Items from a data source

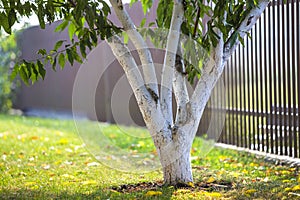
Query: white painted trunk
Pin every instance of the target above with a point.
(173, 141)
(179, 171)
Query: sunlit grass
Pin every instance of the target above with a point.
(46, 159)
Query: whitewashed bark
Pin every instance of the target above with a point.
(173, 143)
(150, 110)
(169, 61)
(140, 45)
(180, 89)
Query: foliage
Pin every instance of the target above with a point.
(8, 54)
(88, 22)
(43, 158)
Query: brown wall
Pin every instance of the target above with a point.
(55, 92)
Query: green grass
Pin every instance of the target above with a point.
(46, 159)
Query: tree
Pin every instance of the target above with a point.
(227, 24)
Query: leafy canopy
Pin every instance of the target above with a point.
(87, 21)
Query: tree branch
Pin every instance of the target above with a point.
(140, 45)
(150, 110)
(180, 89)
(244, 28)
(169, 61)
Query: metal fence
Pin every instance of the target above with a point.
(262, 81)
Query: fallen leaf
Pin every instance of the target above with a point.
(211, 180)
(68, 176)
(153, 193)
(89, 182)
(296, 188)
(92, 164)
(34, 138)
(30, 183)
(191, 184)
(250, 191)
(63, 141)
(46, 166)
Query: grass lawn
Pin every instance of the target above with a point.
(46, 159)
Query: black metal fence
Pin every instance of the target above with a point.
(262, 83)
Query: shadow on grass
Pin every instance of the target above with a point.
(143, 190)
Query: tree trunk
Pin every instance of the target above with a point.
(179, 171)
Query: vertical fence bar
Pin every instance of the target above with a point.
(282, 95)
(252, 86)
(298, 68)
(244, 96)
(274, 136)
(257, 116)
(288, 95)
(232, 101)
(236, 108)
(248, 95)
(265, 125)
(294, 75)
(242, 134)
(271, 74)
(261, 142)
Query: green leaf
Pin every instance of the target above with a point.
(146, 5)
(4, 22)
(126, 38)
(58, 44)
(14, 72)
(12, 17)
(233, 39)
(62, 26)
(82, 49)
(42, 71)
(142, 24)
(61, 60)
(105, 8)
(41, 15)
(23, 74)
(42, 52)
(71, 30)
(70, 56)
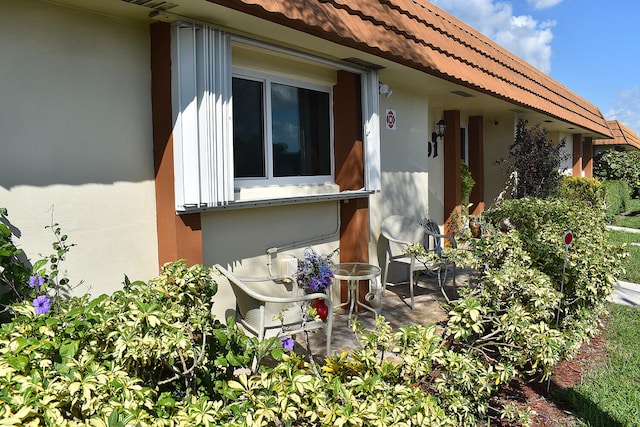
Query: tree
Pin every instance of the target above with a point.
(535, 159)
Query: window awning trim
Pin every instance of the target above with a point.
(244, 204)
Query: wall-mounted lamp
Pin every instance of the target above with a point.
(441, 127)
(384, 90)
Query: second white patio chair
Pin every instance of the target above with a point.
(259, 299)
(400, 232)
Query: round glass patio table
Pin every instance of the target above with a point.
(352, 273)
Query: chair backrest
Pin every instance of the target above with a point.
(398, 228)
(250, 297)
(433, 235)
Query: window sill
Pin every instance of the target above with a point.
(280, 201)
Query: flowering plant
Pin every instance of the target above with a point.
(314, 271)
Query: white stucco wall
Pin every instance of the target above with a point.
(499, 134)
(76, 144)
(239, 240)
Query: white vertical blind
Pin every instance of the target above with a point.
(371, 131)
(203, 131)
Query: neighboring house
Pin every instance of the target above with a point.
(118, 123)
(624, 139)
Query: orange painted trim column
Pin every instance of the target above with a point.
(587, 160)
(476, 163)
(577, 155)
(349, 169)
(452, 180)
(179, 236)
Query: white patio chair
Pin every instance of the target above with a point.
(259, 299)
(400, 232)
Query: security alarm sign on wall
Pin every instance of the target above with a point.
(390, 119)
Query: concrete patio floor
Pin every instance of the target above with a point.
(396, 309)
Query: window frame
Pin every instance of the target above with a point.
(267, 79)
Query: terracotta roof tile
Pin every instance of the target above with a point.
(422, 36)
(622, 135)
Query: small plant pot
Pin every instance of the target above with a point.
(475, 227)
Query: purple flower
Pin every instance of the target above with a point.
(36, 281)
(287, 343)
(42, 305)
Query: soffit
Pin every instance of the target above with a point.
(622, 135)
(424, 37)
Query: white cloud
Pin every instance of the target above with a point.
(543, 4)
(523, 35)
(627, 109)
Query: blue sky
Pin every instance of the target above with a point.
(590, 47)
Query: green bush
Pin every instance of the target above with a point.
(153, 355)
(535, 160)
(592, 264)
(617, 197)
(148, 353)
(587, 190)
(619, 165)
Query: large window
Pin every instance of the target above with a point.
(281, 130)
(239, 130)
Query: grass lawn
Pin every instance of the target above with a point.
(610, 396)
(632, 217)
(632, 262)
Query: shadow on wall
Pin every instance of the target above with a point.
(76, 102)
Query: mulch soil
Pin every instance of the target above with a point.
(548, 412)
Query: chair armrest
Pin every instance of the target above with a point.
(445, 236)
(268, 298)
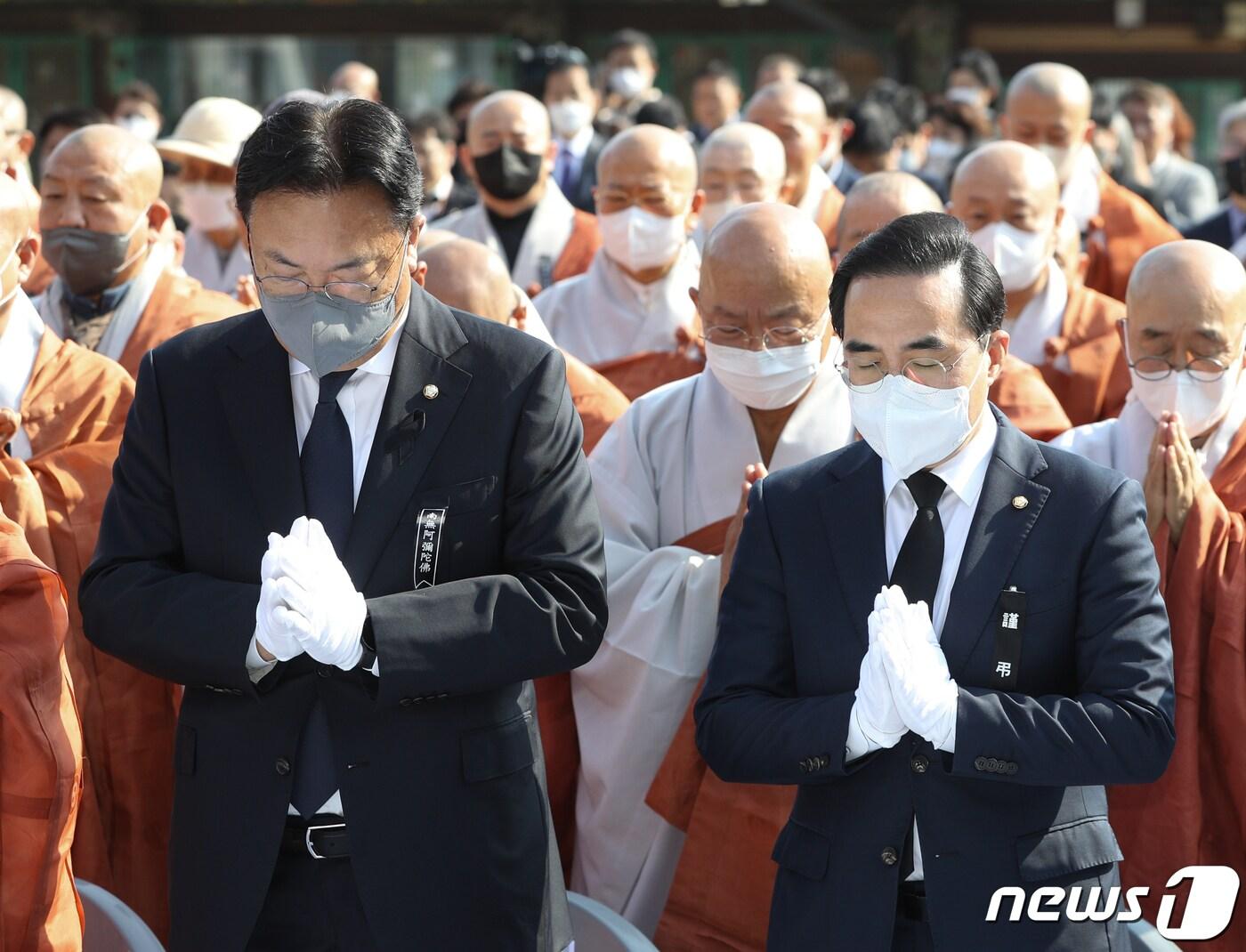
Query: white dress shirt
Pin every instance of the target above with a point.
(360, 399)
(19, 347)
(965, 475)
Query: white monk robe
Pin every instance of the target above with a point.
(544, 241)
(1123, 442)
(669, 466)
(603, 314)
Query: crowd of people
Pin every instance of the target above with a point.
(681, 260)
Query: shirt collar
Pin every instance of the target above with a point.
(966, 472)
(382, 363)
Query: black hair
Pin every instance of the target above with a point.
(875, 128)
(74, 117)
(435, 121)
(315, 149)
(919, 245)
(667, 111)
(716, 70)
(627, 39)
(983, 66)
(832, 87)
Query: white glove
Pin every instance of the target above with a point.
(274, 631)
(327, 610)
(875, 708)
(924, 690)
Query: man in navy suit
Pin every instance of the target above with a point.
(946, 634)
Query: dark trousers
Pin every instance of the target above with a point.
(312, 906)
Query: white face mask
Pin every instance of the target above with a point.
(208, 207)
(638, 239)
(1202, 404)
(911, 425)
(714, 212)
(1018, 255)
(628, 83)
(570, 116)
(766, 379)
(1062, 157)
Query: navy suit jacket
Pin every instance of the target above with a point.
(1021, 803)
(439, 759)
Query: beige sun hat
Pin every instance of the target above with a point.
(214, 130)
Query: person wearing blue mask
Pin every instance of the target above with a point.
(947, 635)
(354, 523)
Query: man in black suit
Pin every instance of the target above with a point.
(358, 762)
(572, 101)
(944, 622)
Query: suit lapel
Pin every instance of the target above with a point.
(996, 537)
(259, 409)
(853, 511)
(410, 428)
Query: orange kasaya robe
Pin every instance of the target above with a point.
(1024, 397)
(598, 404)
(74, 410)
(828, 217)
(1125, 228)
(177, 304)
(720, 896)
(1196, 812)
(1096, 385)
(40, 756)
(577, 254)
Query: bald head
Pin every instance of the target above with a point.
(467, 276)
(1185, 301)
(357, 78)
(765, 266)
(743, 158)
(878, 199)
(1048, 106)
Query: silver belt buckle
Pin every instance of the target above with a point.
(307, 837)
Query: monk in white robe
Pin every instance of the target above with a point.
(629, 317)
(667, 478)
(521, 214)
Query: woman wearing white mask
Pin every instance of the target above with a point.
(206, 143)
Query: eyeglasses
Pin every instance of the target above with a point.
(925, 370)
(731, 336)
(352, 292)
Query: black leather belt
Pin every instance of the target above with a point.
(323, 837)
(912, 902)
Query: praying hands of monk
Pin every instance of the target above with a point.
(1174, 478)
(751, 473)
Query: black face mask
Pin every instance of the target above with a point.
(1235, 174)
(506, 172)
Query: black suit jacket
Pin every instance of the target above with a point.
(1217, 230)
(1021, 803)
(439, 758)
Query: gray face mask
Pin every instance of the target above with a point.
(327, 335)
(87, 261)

_WHAT THE TASK ASKS_
Return each line in the records that holds the string "mask".

_ANSWER_
Query: white face mask
Query: person wearing blue mask
Query: woman wearing white mask
Query: black face mask
Query: gray face mask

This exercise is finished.